# Page excerpt start

Explicit Formula From Recurrence Relation

Question

I can't seem to figure out how to find the explicit formula for recurrence relation $a_n=2na_{n-1}$, $a_0=1$.

So here is what I have. $a_0 = 1$, $a_1 = 2$, $a_2 = 8$, $a_3 = 48$, $a_4 = 384$.

So from $a_1 = 2$ to $a_2 = 8$, we take 2 * 4 which is 8 for $a_2$. We take 8 * 6 which is 48 for $a_3$ and so on. So each time we are taking the previous value and multiply it by an increment of 2, 4, 6, 8, 10 etc. Like $a_1$ * 4, $a_2$ * 6, $a_3$ * 8, etc. I just can't figure out how to write the explicit formula as I don't see a common different here. It not going up by a common different.

Can someone help me with the rest of this problem? Thank you.

# Page excerpt end
# Data block start

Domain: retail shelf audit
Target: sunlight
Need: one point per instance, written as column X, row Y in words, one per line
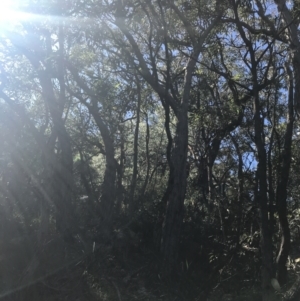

# Data block end

## [Exercise instructions]
A) In the recurrence relation post, what value does the poster list for a_3?
B) Can you sum up the recurrence relation post in two sentences?
C) Carry on the recurrence relation post from its last sentence.

## [Answers below]
A) 48

B) The poster is trying to find an explicit formula for the recurrence a_n = 2n·a_{n-1} with a_0 = 1 and has worked out the first terms as 1, 2, 8, 48, and 384. Each term is the previous one multiplied by 2, 4, 6, 8, and so on, but the poster sees no common difference and asks for help with the rest of the problem.

C)
Answer 1

If we think of the two relations $a_n=na_{n-1}$ with solution $a_n=n!$ and $a_n=2a_{n-1}$ with solution $a_n=2^n$, yours is $a_n=2^nn!$

Answer 2

No, it isn’t an arithmetic sequence. A useful technique with a first order recurrence like this one is to ‘unwind’ it:

$$\begin{align*} a_n&=2na_{n-1}\\ &=2n\big(2(n-1)a_{n-2}\big)\\ &=2^2n(n-1)a_{n-2}\\ &=2^2n(n-1)\big(2(n-2)a_{n-3}\big)\\ &=2^3n(n-1)(n-2)a_{n-3}\\ &\;\;\vdots\\ &=2^kn(n-1)\ldots(n-k+1)a_{n-k}\\ &=\;\;\vdots\\ &=2^nn(n-1)(n-2)\ldots(n-n+1)a_{n-n}\\ &=2^nn(n-1)(n-2)\ldots(1)a_0\\ &=2^nn(n-1)(n-2)\ldots(1) \end{align*}$$

Can you see a simpler way to write that last expression?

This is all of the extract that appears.